--- Begin Provided information ---
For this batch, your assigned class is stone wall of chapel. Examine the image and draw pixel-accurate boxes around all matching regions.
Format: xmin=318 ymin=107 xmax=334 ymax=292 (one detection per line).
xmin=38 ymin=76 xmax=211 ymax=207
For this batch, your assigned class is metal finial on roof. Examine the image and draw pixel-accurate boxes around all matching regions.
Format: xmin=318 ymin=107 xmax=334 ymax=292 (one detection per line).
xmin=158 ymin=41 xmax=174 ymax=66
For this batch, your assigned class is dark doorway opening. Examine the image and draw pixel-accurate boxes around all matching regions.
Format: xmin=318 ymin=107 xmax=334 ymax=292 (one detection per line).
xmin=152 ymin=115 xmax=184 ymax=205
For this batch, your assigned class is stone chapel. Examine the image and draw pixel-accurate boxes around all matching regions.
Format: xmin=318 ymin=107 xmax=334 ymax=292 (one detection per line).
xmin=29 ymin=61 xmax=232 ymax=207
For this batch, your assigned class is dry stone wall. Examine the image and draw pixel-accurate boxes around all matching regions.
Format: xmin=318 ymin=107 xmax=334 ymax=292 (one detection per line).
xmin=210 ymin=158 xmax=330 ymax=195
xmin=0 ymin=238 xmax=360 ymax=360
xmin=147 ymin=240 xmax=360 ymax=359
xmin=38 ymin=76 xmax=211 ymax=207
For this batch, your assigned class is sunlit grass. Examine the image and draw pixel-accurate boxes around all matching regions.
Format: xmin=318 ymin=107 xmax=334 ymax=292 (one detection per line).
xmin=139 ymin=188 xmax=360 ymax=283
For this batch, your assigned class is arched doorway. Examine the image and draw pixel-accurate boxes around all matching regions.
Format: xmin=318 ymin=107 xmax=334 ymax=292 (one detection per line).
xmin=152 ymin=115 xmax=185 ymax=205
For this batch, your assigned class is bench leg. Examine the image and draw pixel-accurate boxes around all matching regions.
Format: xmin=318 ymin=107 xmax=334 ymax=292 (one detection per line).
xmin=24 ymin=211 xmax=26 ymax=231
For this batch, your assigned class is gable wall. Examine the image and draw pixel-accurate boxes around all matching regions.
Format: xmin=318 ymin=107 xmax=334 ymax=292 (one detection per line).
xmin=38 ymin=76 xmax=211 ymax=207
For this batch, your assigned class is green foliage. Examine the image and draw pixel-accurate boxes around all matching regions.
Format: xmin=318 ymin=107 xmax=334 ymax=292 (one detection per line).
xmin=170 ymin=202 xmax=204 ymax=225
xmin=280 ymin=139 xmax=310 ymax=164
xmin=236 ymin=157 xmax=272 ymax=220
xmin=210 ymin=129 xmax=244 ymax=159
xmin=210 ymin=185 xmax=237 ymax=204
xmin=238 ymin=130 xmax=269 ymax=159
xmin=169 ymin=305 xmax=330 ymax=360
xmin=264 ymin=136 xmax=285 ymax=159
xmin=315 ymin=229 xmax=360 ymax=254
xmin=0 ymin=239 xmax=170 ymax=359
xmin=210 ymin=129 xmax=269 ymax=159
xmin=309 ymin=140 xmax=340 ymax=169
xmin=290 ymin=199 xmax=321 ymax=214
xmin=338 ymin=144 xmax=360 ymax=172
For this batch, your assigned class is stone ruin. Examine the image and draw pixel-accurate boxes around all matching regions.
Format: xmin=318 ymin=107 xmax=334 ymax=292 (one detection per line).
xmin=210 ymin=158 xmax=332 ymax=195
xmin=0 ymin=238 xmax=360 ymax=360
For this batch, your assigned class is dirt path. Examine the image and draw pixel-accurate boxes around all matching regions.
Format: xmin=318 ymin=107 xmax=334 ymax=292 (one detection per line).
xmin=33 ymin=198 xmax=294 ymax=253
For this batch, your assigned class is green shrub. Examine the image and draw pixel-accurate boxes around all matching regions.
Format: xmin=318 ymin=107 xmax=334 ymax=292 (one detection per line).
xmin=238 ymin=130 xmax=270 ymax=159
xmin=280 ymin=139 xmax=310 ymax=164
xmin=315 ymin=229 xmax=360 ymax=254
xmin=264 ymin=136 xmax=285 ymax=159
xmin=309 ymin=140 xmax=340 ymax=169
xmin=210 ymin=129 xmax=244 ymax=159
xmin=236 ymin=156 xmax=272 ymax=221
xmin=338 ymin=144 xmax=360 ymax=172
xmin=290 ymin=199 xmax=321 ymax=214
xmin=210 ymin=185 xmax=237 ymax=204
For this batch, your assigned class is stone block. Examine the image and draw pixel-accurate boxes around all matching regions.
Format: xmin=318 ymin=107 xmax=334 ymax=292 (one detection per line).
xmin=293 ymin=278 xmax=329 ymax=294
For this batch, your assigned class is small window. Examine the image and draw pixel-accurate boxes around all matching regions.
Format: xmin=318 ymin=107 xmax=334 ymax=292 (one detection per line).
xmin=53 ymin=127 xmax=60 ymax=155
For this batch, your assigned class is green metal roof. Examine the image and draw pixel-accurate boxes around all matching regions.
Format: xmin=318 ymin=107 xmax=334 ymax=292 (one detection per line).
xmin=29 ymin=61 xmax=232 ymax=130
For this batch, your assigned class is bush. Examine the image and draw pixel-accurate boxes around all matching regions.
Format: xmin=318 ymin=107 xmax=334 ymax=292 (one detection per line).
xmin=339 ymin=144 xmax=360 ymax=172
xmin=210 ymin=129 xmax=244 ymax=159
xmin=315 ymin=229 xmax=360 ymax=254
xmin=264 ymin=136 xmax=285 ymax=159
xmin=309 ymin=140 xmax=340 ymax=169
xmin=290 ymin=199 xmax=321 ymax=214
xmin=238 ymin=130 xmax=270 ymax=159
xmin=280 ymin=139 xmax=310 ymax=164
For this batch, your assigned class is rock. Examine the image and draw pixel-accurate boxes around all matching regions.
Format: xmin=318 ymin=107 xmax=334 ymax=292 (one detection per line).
--- End Provided information ---
Task directions:
Copy out the lines from the one containing "For this batch, your assigned class is stone ruin." up to and including the one containing "xmin=293 ymin=278 xmax=329 ymax=294", adding 37 to every box coordinate. Keep all other lines, including those beginning "Format:", unchanged.

Answer to the task:
For this batch, your assigned class is stone ruin. Examine the image and draw pixel-accurate boxes around all matching regions.
Format: xmin=318 ymin=107 xmax=334 ymax=292 (one detection per line).
xmin=247 ymin=195 xmax=369 ymax=232
xmin=37 ymin=275 xmax=397 ymax=397
For this batch, your assigned class is dirt path. Examine the image and draw pixel-accurate boxes around all matching regions.
Format: xmin=318 ymin=107 xmax=334 ymax=292 (one detection per line).
xmin=70 ymin=235 xmax=331 ymax=290
For this batch, your assigned class is green shrub. Examine the image and draw pixel-accurate boxes around all matching regions.
Format: xmin=318 ymin=107 xmax=334 ymax=292 (one detection per line).
xmin=275 ymin=167 xmax=307 ymax=196
xmin=317 ymin=176 xmax=347 ymax=201
xmin=352 ymin=266 xmax=397 ymax=291
xmin=301 ymin=173 xmax=322 ymax=196
xmin=346 ymin=177 xmax=377 ymax=206
xmin=247 ymin=166 xmax=281 ymax=196
xmin=273 ymin=193 xmax=309 ymax=258
xmin=375 ymin=181 xmax=397 ymax=209
xmin=327 ymin=236 xmax=358 ymax=251
xmin=247 ymin=222 xmax=274 ymax=241
For this batch, your assigned class is stone block. Examine the image and draw pixel-accurate boxes around all matching regions.
Format: xmin=318 ymin=107 xmax=334 ymax=292 (one detection per line).
xmin=330 ymin=315 xmax=366 ymax=331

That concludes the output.